begin
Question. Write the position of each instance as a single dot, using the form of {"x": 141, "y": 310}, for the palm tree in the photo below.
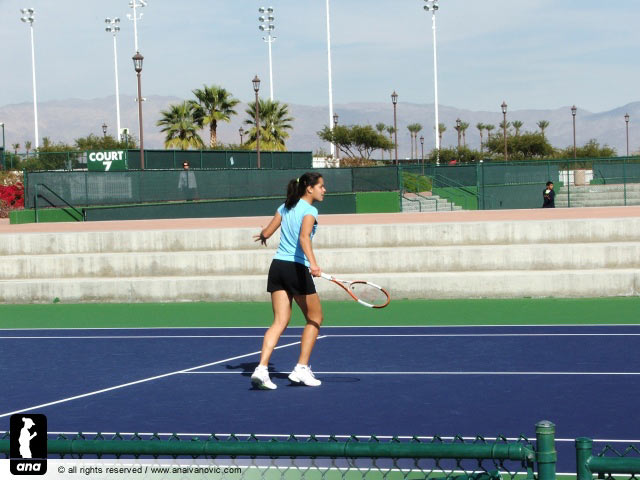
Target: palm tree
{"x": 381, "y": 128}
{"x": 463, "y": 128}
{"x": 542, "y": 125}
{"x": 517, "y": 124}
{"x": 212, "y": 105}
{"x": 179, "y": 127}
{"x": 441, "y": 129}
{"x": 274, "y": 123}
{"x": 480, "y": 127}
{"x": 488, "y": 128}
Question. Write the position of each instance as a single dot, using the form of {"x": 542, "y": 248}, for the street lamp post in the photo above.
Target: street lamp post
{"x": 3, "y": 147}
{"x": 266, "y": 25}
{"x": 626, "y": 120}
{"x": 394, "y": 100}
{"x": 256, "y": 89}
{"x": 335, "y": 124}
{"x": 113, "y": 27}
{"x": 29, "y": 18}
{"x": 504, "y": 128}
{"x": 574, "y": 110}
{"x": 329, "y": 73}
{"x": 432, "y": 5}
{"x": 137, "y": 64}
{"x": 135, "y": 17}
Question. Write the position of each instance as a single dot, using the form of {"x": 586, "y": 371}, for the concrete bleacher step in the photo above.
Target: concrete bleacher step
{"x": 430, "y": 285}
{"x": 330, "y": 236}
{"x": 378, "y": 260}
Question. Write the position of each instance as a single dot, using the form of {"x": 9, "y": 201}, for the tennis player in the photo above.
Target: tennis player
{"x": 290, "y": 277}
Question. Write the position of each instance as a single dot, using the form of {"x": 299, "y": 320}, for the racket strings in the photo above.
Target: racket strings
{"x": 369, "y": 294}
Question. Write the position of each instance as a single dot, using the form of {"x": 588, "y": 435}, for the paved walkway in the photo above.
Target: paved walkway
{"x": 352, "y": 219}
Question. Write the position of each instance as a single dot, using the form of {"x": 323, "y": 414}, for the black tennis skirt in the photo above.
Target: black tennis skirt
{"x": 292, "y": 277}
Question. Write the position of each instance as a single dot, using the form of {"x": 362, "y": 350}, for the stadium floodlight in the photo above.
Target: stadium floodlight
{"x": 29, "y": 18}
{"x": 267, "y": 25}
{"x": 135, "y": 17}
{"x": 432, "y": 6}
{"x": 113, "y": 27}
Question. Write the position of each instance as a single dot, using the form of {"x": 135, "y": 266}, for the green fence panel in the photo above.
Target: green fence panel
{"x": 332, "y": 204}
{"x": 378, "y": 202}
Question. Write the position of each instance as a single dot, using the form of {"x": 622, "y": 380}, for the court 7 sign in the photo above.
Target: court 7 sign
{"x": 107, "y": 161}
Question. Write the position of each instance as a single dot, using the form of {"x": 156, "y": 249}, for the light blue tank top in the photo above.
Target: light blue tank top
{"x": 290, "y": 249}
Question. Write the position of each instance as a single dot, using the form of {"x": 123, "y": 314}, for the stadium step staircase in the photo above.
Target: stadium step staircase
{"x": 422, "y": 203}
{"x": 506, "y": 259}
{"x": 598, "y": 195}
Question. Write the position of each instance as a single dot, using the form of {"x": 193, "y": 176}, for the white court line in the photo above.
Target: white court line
end
DIRECTIONS:
Repeat exactly, and only, the lines from the one containing "top in the photo above." through the end of the material.

SOLVED PROBLEM:
Question. Write the position of each instance as a single dot, using the form of {"x": 156, "y": 249}, for the light blue tank top in the photo above.
Target: light blue tank top
{"x": 290, "y": 249}
Question. Write the position of each instance as a single dot, using the form of {"x": 123, "y": 314}, for the stadium step staircase in the photo above.
Target: stadium step staircase
{"x": 422, "y": 203}
{"x": 506, "y": 259}
{"x": 598, "y": 195}
Question. Write the position of each instance as a single dot, using the form of {"x": 193, "y": 176}, for the white court line in the photo above.
Target: white court line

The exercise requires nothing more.